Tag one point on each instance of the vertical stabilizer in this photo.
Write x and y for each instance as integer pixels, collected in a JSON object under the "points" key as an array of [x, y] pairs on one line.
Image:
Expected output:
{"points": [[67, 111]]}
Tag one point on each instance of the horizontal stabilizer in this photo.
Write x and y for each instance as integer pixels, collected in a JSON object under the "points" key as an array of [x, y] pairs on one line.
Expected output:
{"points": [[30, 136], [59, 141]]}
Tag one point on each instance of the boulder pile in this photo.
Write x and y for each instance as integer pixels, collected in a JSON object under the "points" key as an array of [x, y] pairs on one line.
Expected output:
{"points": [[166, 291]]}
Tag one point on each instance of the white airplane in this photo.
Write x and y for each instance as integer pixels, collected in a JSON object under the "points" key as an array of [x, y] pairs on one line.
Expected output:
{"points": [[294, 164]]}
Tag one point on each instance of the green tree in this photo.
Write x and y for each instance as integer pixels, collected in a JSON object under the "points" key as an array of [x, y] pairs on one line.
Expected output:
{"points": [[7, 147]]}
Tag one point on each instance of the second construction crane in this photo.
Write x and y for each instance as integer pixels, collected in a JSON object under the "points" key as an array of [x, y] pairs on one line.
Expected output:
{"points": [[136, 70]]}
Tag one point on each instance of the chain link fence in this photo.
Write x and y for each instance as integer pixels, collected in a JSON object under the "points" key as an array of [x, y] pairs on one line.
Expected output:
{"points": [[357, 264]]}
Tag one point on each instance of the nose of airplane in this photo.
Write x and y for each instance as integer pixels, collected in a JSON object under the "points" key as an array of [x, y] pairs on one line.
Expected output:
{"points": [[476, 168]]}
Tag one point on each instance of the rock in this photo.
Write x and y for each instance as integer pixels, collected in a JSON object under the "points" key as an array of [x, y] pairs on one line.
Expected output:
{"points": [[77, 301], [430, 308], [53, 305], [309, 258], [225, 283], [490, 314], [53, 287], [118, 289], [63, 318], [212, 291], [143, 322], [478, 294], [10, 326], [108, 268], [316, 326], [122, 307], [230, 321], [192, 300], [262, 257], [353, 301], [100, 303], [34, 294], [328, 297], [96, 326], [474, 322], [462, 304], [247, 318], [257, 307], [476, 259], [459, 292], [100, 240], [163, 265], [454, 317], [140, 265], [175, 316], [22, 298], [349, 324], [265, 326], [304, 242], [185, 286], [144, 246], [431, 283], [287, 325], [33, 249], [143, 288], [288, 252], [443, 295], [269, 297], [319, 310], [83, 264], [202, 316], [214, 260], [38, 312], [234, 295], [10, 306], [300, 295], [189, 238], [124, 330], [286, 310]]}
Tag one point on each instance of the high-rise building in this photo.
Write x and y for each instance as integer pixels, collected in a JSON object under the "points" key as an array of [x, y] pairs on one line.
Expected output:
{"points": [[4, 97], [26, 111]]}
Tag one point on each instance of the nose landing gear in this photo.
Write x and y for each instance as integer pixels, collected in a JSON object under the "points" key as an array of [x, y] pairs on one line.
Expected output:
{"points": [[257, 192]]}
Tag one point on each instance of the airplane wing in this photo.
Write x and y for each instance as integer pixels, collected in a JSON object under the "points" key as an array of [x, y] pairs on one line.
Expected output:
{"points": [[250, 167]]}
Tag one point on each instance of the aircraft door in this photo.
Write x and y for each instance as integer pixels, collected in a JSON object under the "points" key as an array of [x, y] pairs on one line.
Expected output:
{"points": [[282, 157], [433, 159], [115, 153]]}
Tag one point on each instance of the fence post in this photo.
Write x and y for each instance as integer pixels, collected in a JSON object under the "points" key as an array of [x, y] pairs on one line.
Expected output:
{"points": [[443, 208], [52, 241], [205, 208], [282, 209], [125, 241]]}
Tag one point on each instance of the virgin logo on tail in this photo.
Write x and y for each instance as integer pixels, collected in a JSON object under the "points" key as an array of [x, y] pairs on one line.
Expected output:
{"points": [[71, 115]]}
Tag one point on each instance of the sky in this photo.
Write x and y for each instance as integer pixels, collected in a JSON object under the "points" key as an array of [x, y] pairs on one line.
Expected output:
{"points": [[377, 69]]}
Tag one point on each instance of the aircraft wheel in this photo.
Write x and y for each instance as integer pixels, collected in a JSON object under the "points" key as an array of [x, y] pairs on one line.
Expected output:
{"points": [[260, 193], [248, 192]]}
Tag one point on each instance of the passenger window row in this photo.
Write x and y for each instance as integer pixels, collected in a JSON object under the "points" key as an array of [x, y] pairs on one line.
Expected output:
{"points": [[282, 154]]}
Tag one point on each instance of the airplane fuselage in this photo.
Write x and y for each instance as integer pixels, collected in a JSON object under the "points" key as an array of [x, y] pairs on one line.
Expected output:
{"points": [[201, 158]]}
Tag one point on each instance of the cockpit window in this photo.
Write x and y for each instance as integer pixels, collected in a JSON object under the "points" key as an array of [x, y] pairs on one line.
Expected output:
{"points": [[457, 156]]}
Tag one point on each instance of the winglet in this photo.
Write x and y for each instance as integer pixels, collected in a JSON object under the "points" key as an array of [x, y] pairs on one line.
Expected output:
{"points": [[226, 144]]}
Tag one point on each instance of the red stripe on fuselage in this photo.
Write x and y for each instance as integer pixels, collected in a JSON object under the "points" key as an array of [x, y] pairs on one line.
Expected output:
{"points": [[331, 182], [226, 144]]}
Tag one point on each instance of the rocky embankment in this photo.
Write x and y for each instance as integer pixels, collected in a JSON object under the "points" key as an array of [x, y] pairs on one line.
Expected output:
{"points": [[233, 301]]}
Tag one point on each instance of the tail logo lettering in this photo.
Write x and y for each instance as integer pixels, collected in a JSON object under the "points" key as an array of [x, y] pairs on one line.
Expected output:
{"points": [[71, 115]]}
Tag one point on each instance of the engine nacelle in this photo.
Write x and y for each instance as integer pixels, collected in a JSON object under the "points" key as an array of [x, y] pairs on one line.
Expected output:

** PROBLEM DESCRIPTION **
Write out the complete set of records exactly as given.

** WRITTEN SOLUTION **
Tag one point on each instance of the vertical stabilizer in this photo.
Write x and y for each instance as integer pixels, collected in a JSON object under the "points" key as an array of [x, y] pairs on one line.
Image:
Expected output:
{"points": [[67, 111]]}
Tag one point on each instance of the horizontal stabilizer in this photo.
Write x and y for each instance as integer pixels, collected in a JSON object under the "points" key as an array of [x, y] pairs on one line.
Expected output:
{"points": [[30, 136], [59, 141]]}
Tag one point on each instance of the boulder pile in this photo.
Write x and y for each instance as integer pixels, collected in a JSON object under the "points" key as an array of [x, y] pairs on one line.
Expected output:
{"points": [[166, 291]]}
Tag one point on each instance of the white airplane in this photo.
Write x and y for each instance as integer pixels, collected in a JSON object under the "points" key as an array of [x, y] pairs on one line.
Expected output:
{"points": [[294, 164]]}
Tag one point on each instance of the green tree in this photo.
Write x and y for each instance as integer pixels, collected in a JSON object under the "points" key as an array of [x, y] pairs on one line.
Expected output:
{"points": [[7, 147]]}
Tag one point on each instance of the second construction crane in this photo.
Write x and y for each instance as integer pixels, collected in a JSON object under the "points" key as an array of [x, y] pairs on one line.
Expected output:
{"points": [[136, 70]]}
Tag one point on each instance of the chain link fence in this photo.
Write x and y for each instance as integer pixels, collected in a JSON object under the "points" key as an array of [x, y] pairs on one line.
Expected output:
{"points": [[357, 264]]}
Tag one point on each instance of the nose of airplane in this photo.
Write x and y for each instance as integer pixels, collected in a JSON object under the "points" key as an array of [x, y] pairs on one line.
Expected output:
{"points": [[476, 168]]}
Tag one point on each instance of the rock in this photo.
Write x and y for each instance as integer pixels, collected in a JSON object under the "points" key as an array of [x, y] pairs on one line.
Expected output:
{"points": [[77, 301], [430, 308], [53, 305], [309, 258], [225, 283], [490, 314], [53, 287], [118, 289], [63, 318], [212, 291], [143, 322], [478, 294], [10, 326], [108, 268], [316, 326], [122, 307], [230, 321], [192, 300], [262, 257], [353, 301], [100, 303], [34, 294], [328, 297], [96, 326], [474, 322], [462, 304], [247, 318], [257, 307], [476, 259], [459, 292], [100, 240], [163, 265], [454, 317], [140, 265], [175, 316], [22, 298], [349, 324], [265, 326], [304, 242], [185, 286], [144, 246], [431, 283], [287, 325], [33, 249], [143, 288], [288, 252], [443, 295], [269, 297], [319, 310], [83, 264], [202, 316], [214, 260], [38, 312], [234, 295], [10, 306], [300, 295], [189, 238], [124, 330], [286, 310]]}
Tag one point on each instance of the high-rise building in this photo.
Write x and y for each instance as integer pixels, collected in a JSON object under the "points" key as an array of [x, y] pairs on one line.
Expected output:
{"points": [[4, 97], [26, 111]]}
Tag one point on each instance of the nose landing gear in this photo.
Write x and y for each instance as integer pixels, collected in a JSON object under the "points" key as an array of [x, y] pairs on one line.
Expected output:
{"points": [[257, 192]]}
Tag one point on each instance of the airplane wing in this photo.
Write x and y for each instance as integer pixels, collected in a JSON object under the "points" key as an array of [x, y] pairs on one line.
Expected output:
{"points": [[250, 167]]}
Tag one point on each instance of the aircraft door in this photo.
Write x and y for each instance as integer pixels, collected in a JSON object under the "points" key as an array of [x, y] pairs on one line.
Expected output:
{"points": [[282, 157], [433, 159], [115, 153]]}
Tag one point on each instance of the fence post in this photo.
Write x and y for each instance as integer pixels, collected in a JSON object under the "points" key as an array of [x, y] pairs on one line.
Expected output:
{"points": [[443, 208], [52, 241], [205, 208], [282, 209], [125, 241]]}
Tag one point on each instance of the virgin logo on tail in this photo.
Write x and y for each instance as integer pixels, collected in a JSON object under the "points" key as an array of [x, y] pairs on one line.
Expected output:
{"points": [[71, 115]]}
Tag one point on each instance of the sky in this photo.
Write x and y for each instance as integer pixels, collected in a JSON object under the "points" key as an array of [x, y] pairs on one line.
Expected output:
{"points": [[377, 69]]}
Tag one point on each instance of the aircraft wheel in this photo.
Write x and y for each instance as integer pixels, collected in a JSON object under the "points" key as an array of [x, y] pairs on one line.
Expected output:
{"points": [[260, 193], [248, 192]]}
Tag one point on each instance of the passenger window row in this photo.
Write x and y for each instance as integer pixels, collected in a JSON object under the "points" key as an array of [x, y] pairs on one line.
Expected output:
{"points": [[282, 154]]}
Tag one point on each instance of the airplane fuselage in this photo.
Write x and y for each instance as integer pixels, collected in a JSON object under the "points" key as an array of [x, y] pairs on one line.
Expected output:
{"points": [[201, 158]]}
Tag one point on each instance of the cockpit window in this photo.
Write x and y for each instance as integer pixels, collected in a JSON object under the "points" key as an array of [x, y] pairs on one line.
Expected output:
{"points": [[457, 156]]}
Tag one point on each instance of the winglet in this photo.
Write x and y for each instance as integer pixels, collected in a JSON object under the "points" key as an array of [x, y] pairs on one line.
Expected output:
{"points": [[226, 144]]}
Tag one point on each instance of the red stripe on fuselage in this photo.
Write x and y for each instance as integer pixels, collected in a JSON object under the "points" key as an array of [x, y] pairs on one line.
Expected output:
{"points": [[331, 182], [226, 144]]}
Tag one point on each instance of the rocky embankment in this photo.
Write x and y for each instance as integer pixels, collected in a JSON object under the "points" key as an array of [x, y] pairs on one line.
Expected output:
{"points": [[233, 301]]}
Tag one point on each instance of the tail logo lettering in this photo.
Write x and y for each instance as integer pixels, collected in a JSON object under the "points" key as an array of [x, y] pairs on one line.
Expected output:
{"points": [[71, 115]]}
Tag one point on each instance of the engine nacelle in this photo.
Write x and y for each instance as integer pixels, collected in a JSON object under the "points" key as an array of [x, y] pairs on one line.
Expected output:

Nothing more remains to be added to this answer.